Segmentation mask data
------------------------------

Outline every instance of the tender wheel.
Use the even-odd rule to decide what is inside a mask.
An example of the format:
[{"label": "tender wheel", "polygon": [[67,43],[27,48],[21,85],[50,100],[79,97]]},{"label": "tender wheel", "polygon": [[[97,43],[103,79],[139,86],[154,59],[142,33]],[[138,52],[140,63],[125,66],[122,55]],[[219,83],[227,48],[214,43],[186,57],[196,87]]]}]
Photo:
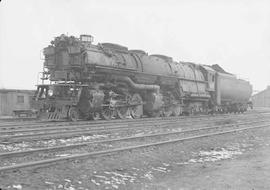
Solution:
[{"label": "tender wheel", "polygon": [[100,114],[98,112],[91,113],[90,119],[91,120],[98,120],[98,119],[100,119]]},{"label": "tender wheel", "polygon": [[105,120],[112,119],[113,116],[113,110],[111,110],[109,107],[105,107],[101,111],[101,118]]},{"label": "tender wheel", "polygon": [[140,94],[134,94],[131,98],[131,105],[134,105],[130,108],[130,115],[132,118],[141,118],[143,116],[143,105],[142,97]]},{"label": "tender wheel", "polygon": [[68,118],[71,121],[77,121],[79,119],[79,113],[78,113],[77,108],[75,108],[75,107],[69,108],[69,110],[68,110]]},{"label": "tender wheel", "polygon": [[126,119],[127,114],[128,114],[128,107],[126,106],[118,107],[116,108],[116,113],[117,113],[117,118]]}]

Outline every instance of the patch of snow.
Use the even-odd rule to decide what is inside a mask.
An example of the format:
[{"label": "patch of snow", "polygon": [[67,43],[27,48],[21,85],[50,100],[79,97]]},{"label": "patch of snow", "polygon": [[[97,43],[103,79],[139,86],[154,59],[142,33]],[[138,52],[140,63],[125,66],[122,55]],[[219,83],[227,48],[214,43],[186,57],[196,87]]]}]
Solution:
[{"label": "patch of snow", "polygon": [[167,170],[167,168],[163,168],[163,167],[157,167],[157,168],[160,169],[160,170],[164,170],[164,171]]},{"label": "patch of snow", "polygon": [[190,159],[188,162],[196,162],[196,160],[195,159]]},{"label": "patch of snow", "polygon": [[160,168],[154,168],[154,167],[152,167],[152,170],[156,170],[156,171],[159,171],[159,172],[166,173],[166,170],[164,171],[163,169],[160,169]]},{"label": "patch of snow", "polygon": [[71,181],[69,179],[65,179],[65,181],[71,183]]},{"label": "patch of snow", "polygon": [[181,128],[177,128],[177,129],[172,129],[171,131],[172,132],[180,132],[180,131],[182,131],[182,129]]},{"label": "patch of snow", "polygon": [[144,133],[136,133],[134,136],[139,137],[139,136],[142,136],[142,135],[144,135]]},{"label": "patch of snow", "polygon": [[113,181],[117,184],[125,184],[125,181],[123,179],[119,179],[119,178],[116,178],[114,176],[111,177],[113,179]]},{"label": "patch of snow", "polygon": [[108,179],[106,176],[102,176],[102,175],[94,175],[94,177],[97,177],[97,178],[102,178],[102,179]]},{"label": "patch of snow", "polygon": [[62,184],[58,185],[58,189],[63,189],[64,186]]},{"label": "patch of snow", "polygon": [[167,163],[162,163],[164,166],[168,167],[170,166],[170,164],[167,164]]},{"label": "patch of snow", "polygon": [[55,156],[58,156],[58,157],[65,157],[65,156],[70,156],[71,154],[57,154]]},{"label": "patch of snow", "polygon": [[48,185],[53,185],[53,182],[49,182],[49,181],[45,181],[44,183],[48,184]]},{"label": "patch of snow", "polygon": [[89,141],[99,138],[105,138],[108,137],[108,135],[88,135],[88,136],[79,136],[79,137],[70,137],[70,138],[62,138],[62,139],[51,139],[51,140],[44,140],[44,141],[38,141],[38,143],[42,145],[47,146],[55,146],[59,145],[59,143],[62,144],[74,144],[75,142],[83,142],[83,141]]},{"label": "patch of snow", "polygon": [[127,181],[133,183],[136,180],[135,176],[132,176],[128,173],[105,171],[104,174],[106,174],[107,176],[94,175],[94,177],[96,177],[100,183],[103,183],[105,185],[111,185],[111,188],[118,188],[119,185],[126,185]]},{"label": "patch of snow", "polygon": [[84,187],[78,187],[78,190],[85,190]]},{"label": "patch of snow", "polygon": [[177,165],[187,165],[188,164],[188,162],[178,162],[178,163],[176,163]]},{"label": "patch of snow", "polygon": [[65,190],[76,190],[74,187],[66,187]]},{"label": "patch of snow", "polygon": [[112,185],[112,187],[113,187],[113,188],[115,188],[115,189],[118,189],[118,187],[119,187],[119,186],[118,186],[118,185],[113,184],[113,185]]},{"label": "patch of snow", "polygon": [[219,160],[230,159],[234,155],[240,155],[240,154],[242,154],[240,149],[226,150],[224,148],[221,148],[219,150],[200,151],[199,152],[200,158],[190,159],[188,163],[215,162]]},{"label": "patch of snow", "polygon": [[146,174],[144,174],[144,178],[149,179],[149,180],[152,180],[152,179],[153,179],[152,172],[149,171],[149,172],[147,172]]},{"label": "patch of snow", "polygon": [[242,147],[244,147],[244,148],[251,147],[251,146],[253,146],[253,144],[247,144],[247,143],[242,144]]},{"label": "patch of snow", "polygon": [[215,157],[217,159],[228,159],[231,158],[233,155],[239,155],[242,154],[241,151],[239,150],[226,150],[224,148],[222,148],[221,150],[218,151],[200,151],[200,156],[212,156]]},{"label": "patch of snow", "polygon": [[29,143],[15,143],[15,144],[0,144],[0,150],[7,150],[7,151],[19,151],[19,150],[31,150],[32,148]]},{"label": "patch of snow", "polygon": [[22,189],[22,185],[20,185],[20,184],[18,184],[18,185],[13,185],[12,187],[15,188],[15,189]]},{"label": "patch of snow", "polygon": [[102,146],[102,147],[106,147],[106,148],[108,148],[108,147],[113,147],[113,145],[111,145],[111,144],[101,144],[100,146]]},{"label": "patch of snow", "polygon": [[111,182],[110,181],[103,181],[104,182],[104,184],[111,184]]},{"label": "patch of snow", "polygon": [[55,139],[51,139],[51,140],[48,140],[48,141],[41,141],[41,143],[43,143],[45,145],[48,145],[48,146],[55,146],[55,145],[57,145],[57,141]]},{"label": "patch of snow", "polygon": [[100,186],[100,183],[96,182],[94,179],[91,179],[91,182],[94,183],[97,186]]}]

------------------------------

TO DO →
Search the records above for "Outline". Copy each line where it is found.

RESULT OF THE EXERCISE →
Outline every instance of the tender wheel.
Outline every instance of the patch of snow.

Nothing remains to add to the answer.